-------- Record extracts --------

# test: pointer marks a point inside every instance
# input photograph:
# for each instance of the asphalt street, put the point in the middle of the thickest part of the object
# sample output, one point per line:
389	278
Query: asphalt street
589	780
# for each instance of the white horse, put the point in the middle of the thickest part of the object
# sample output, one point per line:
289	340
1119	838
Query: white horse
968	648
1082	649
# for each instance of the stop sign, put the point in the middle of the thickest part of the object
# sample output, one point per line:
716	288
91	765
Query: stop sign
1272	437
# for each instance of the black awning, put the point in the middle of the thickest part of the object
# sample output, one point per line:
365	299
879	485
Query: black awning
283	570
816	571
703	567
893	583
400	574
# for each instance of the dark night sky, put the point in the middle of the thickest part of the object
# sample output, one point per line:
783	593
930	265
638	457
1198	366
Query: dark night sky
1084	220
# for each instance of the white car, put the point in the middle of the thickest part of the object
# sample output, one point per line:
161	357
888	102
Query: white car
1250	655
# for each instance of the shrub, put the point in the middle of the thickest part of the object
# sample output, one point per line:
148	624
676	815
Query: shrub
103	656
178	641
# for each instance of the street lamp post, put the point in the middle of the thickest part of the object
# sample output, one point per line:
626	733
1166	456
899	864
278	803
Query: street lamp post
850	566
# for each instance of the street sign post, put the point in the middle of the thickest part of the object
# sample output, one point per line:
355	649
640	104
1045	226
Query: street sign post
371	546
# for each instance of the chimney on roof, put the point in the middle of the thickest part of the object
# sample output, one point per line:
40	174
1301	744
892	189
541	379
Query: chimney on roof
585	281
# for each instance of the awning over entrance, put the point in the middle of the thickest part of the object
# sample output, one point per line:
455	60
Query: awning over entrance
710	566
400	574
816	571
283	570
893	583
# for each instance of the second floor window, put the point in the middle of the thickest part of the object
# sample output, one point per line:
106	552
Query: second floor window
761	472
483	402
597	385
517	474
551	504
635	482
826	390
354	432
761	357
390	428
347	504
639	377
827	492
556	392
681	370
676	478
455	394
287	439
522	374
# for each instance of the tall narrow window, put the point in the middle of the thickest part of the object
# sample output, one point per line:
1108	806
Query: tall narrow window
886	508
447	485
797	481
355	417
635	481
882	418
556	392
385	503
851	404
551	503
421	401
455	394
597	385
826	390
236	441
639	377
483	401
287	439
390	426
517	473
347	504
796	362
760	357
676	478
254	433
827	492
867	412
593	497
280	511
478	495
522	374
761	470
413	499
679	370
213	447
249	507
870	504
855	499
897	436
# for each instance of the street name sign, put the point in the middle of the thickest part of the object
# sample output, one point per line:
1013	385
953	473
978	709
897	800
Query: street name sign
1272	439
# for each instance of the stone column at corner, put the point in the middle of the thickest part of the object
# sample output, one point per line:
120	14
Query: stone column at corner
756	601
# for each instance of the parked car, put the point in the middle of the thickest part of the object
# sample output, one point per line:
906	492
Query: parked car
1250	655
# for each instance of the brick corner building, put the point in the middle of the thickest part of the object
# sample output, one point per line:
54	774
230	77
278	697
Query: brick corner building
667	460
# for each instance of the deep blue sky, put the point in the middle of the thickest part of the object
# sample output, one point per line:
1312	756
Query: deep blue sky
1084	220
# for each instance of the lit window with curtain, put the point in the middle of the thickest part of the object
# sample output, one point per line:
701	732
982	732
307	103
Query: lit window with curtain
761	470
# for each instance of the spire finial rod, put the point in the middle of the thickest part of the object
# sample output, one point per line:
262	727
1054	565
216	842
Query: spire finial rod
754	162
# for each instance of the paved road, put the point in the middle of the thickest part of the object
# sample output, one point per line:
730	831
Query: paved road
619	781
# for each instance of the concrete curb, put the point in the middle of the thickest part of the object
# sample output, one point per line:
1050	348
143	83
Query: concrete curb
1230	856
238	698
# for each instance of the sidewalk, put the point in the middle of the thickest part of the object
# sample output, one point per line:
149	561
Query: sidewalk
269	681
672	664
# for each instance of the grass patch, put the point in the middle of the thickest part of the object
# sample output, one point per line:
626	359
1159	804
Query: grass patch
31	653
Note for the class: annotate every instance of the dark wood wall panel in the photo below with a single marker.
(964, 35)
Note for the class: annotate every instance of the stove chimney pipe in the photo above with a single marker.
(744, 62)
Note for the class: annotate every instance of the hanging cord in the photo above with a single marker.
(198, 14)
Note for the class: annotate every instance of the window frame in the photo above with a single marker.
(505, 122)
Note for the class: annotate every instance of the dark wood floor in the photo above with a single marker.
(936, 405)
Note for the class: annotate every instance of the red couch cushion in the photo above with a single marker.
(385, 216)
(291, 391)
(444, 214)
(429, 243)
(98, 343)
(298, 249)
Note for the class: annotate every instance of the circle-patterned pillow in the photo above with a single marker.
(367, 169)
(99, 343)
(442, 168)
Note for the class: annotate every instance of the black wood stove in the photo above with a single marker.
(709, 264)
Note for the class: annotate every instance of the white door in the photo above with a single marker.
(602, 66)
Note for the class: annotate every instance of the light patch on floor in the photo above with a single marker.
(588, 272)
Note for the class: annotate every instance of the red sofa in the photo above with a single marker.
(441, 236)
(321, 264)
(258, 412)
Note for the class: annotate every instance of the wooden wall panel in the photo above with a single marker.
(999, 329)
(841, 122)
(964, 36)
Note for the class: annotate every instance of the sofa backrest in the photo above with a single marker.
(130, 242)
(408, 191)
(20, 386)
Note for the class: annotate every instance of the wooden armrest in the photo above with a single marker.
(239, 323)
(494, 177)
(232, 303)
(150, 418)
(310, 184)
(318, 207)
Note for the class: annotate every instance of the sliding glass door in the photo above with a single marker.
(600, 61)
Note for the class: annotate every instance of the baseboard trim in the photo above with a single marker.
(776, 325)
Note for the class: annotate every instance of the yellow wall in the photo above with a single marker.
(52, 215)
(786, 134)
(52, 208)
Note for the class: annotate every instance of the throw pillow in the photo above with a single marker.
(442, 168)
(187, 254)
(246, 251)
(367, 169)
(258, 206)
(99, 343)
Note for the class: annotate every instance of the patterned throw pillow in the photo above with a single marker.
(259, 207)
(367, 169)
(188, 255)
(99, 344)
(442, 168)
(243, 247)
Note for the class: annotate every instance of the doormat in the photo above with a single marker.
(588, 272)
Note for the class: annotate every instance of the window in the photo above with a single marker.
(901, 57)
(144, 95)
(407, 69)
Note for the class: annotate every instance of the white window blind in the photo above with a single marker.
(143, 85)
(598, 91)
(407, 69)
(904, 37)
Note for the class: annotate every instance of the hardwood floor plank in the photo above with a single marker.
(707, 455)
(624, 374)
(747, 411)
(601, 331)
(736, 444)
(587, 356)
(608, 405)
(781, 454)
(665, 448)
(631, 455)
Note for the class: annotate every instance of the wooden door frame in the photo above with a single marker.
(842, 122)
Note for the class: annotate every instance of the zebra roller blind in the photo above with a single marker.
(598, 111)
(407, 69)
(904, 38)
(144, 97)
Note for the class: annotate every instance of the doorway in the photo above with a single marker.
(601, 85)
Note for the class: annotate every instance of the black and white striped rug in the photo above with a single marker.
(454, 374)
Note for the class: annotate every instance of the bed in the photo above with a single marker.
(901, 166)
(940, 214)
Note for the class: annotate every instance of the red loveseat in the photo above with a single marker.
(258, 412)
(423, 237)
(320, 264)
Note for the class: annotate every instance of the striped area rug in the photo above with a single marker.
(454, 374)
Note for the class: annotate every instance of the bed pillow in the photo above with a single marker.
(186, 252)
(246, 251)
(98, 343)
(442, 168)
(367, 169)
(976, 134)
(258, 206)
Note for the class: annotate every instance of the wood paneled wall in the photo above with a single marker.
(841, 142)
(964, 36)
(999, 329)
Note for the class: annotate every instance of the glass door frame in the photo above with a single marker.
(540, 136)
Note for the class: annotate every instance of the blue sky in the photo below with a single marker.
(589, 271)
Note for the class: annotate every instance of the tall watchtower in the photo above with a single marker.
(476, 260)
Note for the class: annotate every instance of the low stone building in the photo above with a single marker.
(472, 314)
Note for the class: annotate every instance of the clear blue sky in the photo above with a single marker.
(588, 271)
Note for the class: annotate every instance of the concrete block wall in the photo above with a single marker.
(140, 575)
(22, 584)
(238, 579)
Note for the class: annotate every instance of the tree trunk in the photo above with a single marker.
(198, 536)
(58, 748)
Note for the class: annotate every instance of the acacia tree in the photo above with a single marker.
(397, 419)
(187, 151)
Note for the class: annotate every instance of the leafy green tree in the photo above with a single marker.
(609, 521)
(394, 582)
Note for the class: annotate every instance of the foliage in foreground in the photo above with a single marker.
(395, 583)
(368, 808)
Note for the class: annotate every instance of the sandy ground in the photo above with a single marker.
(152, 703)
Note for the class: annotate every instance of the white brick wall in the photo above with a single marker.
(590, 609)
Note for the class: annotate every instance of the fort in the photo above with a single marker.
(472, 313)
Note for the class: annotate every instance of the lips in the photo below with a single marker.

--------

• _What is required_:
Starting at the line that contains "Note for the class: annotate every instance of the foliage" and continuing through the last line of the data, write those lines out again with "white brick wall" swapped for "stone wall". Leave everything else unchanged.

• _Response below_:
Note for the class: annotate every instance of the foliage in foreground in the photo above with a single marker.
(395, 583)
(368, 808)
Note for the class: annotate every instance of the sandy ground in the photo above with a single marker.
(152, 703)
Note for the class: annotate every instance of the stone wall in the photo above with a single marker.
(590, 609)
Note for the class: annotate every instance of the fort in the photo above with a single marker.
(472, 313)
Note for the class: annotate every instance of the lips in the photo below with a single marker.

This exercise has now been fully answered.